- **Task objective**:
Rescale the listing below by copying out every line, requests included, with each polygon vertex coordinate in the answers multiplied by 0.7 and rounded to a whole number, halves going up. Omit the pictures from your reply.

- - - - - - -

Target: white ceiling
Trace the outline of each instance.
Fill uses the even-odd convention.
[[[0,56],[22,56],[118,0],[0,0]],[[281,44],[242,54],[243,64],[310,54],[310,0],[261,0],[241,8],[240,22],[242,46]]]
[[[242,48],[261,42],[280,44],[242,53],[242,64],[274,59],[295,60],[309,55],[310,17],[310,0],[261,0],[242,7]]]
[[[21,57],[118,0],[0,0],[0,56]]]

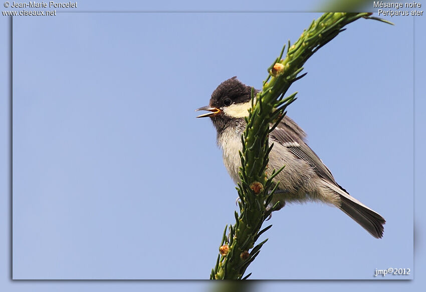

- - - - - - -

- **Reply to the exercise**:
Target: white ceiling
Trace the outline of each instance.
Fill uses the even-odd convention.
[[[0,39],[15,39],[83,0],[0,0]],[[197,31],[169,38],[170,45],[217,38],[217,0],[183,0],[169,6],[168,15],[169,32]]]
[[[169,34],[183,29],[196,31],[169,37],[169,45],[192,41],[207,42],[216,39],[217,12],[217,0],[183,0],[169,5]]]
[[[15,40],[83,0],[0,0],[0,39]]]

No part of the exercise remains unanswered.